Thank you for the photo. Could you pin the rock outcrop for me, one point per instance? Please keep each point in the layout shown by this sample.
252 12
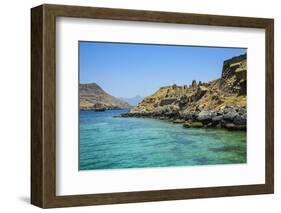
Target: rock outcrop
218 103
93 97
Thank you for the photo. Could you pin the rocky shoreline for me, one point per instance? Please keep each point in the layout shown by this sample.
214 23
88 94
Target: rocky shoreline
219 103
228 118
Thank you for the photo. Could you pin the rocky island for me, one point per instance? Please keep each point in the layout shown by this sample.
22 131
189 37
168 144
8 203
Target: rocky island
93 97
219 103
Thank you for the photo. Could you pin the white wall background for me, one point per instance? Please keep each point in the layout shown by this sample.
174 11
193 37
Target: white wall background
15 105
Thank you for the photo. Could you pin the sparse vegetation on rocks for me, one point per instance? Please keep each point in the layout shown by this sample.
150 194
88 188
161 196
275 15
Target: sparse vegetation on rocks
218 103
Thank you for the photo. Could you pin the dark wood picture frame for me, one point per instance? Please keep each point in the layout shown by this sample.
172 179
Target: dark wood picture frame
43 105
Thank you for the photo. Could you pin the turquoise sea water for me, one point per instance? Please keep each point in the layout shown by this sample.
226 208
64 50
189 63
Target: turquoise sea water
113 143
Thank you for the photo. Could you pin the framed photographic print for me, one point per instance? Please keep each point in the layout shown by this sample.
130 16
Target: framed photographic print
136 106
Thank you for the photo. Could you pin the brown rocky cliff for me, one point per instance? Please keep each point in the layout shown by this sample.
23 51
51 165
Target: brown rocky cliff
214 98
93 97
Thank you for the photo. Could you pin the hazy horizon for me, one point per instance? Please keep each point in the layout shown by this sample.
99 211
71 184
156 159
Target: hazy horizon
129 70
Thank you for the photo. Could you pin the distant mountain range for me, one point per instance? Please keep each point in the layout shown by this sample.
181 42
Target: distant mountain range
134 101
93 97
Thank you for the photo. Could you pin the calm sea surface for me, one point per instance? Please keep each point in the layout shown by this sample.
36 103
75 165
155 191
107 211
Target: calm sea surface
111 143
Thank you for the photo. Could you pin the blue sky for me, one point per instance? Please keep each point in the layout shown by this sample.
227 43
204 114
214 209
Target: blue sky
126 70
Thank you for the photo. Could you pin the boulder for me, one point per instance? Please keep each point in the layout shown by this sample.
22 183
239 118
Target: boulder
178 121
201 91
167 101
240 119
196 125
194 84
230 115
233 127
205 116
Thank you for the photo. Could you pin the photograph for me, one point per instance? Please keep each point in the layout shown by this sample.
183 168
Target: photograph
150 105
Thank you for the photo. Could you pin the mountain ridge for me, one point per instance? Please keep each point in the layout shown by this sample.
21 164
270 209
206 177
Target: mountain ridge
219 103
93 97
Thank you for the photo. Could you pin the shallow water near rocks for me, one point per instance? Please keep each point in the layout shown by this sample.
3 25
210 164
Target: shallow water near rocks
114 143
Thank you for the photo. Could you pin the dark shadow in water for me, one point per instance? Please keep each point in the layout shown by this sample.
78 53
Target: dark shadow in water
202 161
227 149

────────────────────────────────────────

DESCRIPTION OF THE TASK: Write out the records once more, exactly as they stand, with no images.

YOUR SOLUTION:
Thank you for the photo. Could you pin the rock outcrop for me, one point per instance? Please keep each point in the layout shown by this sample.
252 12
Target: rock outcrop
218 103
93 97
Thank you for the photo. Could you pin the rocky shoreline for me, one point per instance? Please keep each point in the layout shown by this sample.
214 23
88 94
Target: rocky shoreline
219 103
228 118
Thank you for the photo. Could you pin the rocky island for me, one point per instance? Please keep each point in the layout shown by this sample.
22 131
189 37
168 144
8 203
Target: rocky island
93 97
219 103
Thank you for the photo. Could you pin the white wall background for me, one point per instance? Please keep each point in the layout shown by this sample.
174 11
193 37
Target: white wall background
15 105
Thank you for the photo. Could you pin the sparse vegetation on rocks for me, one point per instance? Please keep each point in the layout shown by this sample.
150 194
88 188
161 196
275 15
Target: sparse vegetation on rocks
218 103
Thank you for the photo. Could you pin the dark wood picture frame for me, one point per instance? Please keep each point in the layout shown by this sample.
172 179
Target: dark wood picture frame
43 105
Thank you for the photo. Could you pin the turquoise sea water for me, one point per instance? Please keep each point in the layout shown by this sample.
226 208
64 50
189 63
Target: turquoise sea water
113 143
Thank you for the photo. Could you pin the framed photographic print for me, one point per instance? Please keep each point in the layout shown by this sample.
130 16
Target: framed photographic print
136 106
Thank you for the photo. Could you pin the brown rocky cliff for me, one point per instance? Please keep each point in the layout shown by this sample.
23 51
51 165
Target: brown rocky cliff
214 98
93 97
Thank you for the photo. Could you pin the hazy horizon for me, one point per instance? Please keep each point in the layout shown by this sample.
99 211
71 184
156 159
Target: hazy horizon
129 70
Thank you for the photo. Could you pin the distant mountain range for me, one point per instance? Please keep each point in the layout shown by this sample.
181 42
Target: distant mountain range
134 101
93 97
Thank you for the photo. Could you pin the calm sea surface for me, one point per instance? Please keep each point in the layout shown by this sample.
36 103
75 165
155 191
107 211
Target: calm sea surface
111 143
Thank you for the photo. Could you pin the blue sky for me, one point per instance? Please keep each point in the layout shown by this sample.
227 43
204 114
214 209
Target: blue sky
126 70
Thank you for the photo. Could you pin the boulder for me, one point per instance? Please keep each point in the layout shown by this sample.
22 183
239 118
Target: boulder
178 121
201 91
167 101
240 119
196 125
194 84
230 115
233 127
205 116
Thank you for the photo. Could you pin the photograph for me, one point per instance? Please keep each point in the layout shown by this sample.
183 168
Target: photograph
150 105
Thank you for the photo. Could you pin the mountain ridge for me, one point per instance? Please keep each point in the layout shown by this sample.
21 164
270 209
206 177
Target: mountain ridge
219 103
93 97
Thank you for the photo. Could you pin the shallow water near rocks for me, one point per instance? Please keep each point in the layout shown by this sample.
3 25
210 164
Target: shallow water near rocks
114 143
Thank you for the photo. Could you pin the dark shadow in water for me, one point per instance? Please keep each point in the layout shown by this sample.
78 53
Target: dark shadow in water
202 161
227 149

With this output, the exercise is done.